── Source records

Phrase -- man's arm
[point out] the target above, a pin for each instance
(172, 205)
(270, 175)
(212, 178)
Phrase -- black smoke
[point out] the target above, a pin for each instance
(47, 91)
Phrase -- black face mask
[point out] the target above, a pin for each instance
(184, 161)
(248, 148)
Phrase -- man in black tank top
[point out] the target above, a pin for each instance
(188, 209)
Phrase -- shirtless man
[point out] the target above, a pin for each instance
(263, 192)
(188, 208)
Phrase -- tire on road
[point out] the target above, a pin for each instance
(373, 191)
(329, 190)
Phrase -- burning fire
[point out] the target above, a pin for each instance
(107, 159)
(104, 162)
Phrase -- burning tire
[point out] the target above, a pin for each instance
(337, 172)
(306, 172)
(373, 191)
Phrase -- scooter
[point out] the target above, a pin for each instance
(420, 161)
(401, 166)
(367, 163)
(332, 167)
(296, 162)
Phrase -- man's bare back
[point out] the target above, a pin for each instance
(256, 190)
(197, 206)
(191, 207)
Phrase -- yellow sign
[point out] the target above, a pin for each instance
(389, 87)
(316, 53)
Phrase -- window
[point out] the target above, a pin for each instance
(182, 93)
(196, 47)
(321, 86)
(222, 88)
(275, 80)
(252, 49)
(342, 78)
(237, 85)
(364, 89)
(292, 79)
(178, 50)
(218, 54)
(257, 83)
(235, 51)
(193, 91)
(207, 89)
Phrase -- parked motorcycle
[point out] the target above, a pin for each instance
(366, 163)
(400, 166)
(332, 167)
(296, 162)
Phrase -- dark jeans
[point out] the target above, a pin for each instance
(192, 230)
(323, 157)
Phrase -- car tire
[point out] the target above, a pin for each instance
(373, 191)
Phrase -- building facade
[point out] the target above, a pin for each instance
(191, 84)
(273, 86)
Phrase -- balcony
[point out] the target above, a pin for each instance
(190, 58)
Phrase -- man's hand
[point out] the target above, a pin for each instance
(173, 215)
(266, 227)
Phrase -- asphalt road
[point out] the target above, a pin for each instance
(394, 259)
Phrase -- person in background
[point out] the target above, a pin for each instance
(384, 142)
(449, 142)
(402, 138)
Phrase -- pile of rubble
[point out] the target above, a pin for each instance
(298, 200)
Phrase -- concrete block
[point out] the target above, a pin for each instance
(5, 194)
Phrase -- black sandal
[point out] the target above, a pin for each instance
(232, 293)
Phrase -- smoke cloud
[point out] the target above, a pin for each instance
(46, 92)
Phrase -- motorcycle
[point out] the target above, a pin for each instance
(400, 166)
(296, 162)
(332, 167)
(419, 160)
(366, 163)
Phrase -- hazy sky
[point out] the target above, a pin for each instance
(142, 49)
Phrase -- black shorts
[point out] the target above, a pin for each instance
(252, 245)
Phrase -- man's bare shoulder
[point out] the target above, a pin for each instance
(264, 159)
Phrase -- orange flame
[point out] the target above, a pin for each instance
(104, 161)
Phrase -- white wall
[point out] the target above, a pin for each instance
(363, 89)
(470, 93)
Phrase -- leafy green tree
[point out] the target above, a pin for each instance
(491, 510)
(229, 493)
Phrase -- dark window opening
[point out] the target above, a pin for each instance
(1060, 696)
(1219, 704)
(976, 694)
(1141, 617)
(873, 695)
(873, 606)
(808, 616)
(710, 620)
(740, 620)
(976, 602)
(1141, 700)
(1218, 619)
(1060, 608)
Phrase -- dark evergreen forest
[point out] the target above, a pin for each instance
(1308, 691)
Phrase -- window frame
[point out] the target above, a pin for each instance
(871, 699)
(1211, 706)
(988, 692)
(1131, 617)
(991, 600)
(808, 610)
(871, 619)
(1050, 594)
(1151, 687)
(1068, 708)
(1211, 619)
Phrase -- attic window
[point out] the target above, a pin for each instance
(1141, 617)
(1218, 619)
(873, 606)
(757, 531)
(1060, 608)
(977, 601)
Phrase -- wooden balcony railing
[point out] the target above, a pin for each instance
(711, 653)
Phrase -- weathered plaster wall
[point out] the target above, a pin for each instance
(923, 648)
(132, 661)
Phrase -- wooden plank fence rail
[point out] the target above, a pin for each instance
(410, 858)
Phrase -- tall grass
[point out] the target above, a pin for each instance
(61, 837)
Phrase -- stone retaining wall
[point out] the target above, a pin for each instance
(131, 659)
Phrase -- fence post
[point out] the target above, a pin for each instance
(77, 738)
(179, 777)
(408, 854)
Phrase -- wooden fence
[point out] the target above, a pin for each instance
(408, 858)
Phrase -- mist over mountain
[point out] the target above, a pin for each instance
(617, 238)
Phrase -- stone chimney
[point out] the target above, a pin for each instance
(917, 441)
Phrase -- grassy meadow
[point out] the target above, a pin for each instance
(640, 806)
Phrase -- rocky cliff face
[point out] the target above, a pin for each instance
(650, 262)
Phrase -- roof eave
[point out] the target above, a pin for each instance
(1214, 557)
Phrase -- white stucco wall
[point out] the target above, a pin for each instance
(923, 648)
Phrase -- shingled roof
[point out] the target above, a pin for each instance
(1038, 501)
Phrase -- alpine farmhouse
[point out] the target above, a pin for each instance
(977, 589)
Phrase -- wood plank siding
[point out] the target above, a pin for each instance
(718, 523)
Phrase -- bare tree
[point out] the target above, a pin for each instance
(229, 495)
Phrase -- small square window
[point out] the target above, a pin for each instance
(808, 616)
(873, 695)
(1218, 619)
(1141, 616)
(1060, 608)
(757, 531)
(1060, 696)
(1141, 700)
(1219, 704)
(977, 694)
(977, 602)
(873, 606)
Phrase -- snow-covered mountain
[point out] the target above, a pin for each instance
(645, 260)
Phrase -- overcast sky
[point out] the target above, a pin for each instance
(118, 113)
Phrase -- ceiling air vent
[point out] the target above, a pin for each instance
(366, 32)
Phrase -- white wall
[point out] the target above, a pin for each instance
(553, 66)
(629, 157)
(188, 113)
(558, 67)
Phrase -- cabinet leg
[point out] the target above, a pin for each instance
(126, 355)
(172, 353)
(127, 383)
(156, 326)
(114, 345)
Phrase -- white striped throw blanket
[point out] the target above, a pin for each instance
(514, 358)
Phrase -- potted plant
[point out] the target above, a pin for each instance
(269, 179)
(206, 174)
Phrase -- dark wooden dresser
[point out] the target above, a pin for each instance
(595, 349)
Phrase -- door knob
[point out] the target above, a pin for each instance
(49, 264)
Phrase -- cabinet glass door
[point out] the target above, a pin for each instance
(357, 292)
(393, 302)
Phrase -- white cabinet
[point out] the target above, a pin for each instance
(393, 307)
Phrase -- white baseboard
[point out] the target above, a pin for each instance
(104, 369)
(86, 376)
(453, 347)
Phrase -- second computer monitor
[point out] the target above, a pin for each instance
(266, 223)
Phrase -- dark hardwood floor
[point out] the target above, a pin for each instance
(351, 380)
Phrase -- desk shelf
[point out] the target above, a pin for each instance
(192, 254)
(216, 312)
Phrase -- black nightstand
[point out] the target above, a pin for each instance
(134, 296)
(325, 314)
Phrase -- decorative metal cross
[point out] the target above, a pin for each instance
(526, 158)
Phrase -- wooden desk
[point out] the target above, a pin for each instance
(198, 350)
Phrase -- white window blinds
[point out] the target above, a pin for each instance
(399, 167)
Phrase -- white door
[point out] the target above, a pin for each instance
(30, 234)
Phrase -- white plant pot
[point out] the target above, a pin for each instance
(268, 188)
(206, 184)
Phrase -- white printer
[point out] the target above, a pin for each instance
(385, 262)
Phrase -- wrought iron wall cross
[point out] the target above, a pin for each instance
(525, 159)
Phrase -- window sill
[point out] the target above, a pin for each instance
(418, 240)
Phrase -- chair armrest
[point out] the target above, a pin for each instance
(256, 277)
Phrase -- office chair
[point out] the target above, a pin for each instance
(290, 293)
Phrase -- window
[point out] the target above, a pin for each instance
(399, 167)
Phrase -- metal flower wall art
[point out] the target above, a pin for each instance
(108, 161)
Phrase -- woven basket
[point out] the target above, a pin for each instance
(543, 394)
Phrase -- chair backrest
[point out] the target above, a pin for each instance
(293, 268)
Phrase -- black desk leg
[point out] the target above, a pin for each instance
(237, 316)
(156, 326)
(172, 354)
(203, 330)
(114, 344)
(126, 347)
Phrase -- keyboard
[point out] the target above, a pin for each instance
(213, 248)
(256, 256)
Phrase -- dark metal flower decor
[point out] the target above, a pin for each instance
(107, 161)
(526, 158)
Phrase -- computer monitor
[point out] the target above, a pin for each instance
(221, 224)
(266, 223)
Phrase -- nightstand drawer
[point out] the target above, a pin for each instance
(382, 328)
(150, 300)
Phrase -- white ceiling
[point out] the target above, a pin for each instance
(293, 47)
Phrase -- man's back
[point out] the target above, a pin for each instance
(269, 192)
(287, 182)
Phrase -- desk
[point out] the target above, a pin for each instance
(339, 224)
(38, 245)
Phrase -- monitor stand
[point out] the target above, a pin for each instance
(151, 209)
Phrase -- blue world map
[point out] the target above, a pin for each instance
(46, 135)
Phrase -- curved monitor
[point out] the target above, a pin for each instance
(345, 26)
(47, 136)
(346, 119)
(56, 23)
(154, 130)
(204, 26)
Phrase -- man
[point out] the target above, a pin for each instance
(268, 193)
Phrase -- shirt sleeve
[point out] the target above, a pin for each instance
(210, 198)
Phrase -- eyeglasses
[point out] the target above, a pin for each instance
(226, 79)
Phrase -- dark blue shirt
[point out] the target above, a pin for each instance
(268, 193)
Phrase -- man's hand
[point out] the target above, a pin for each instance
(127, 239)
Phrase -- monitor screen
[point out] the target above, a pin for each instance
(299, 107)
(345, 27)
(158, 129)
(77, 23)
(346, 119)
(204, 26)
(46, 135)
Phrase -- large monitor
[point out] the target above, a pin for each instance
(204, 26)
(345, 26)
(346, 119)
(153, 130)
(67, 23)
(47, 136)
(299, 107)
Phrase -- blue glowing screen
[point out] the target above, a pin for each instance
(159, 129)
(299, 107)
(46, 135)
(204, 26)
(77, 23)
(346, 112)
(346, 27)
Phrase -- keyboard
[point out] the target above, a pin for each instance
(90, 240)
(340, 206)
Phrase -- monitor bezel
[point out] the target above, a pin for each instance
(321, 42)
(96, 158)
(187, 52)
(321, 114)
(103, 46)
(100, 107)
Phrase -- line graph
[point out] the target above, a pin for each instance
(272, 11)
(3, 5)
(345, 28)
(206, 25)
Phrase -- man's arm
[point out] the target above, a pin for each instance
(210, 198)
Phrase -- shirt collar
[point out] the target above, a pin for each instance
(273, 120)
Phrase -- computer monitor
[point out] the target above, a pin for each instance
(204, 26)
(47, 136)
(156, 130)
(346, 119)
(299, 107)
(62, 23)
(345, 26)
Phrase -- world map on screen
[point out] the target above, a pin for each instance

────

## [Requirement]
Looking at the entries above, say how many lines hold the word "fence". Offer no other text.

## [Result for this exercise]
3